## What the task requires
Everything from the line containing "In this photo, each instance of the dense" to the last line of the listing below, inclusive, is what you should output, exactly as it appears.

## Exercise data
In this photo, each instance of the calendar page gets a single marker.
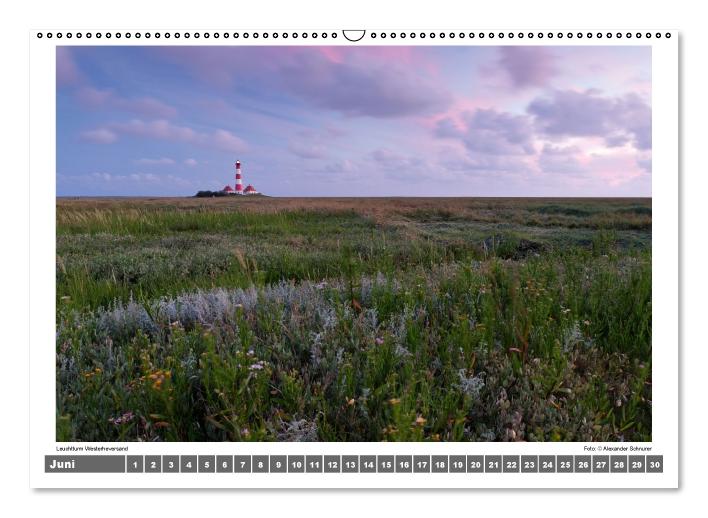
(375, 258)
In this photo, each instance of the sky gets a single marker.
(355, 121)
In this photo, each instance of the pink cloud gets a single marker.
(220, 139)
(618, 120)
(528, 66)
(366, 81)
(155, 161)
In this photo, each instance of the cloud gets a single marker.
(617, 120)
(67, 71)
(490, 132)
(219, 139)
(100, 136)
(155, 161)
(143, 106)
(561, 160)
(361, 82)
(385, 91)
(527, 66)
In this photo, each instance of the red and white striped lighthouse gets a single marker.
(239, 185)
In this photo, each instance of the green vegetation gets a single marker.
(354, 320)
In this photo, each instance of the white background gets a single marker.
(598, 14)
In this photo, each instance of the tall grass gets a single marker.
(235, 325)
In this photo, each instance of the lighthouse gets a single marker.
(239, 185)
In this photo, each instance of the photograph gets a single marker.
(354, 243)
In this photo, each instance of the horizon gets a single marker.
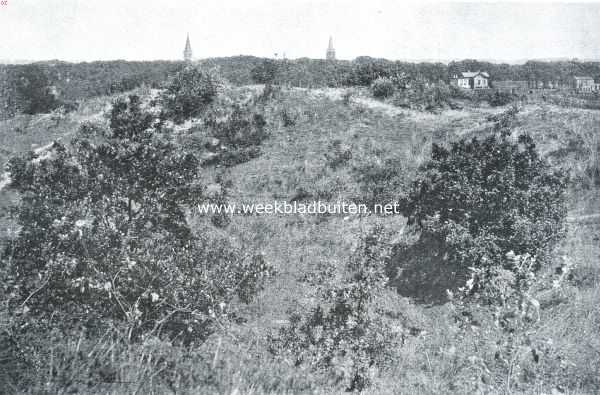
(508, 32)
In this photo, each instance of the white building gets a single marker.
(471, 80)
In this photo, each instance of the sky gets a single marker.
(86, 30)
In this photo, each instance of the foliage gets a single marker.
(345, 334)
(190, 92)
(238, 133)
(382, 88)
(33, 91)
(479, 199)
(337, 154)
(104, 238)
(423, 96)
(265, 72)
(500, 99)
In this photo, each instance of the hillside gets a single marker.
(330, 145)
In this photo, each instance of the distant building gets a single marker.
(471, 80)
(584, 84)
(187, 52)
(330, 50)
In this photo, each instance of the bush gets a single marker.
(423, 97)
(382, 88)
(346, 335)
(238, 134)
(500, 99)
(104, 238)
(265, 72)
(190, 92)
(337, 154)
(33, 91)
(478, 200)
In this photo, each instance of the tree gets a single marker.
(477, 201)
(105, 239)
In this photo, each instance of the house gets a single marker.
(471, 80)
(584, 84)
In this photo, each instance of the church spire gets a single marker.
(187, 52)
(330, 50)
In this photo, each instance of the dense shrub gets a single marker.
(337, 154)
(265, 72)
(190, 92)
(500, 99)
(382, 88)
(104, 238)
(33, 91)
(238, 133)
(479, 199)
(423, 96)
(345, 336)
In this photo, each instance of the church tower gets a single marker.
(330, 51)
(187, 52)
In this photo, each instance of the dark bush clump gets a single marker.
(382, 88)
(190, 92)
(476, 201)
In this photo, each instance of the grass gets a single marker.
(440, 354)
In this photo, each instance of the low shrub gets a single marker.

## Solution
In this photo, each instance of the dense shrub gets a single marker.
(337, 154)
(265, 72)
(190, 92)
(500, 99)
(382, 88)
(104, 238)
(33, 91)
(238, 133)
(479, 199)
(423, 96)
(345, 336)
In this photo, each instance of the church tower gets a single marker.
(330, 51)
(187, 52)
In this photo, each instance of the dark bush clump gets a single marker.
(382, 88)
(190, 92)
(476, 201)
In this photo, each instance of the grass gets a single marker.
(440, 354)
In this photo, each instance of the low shrub gets a single marker.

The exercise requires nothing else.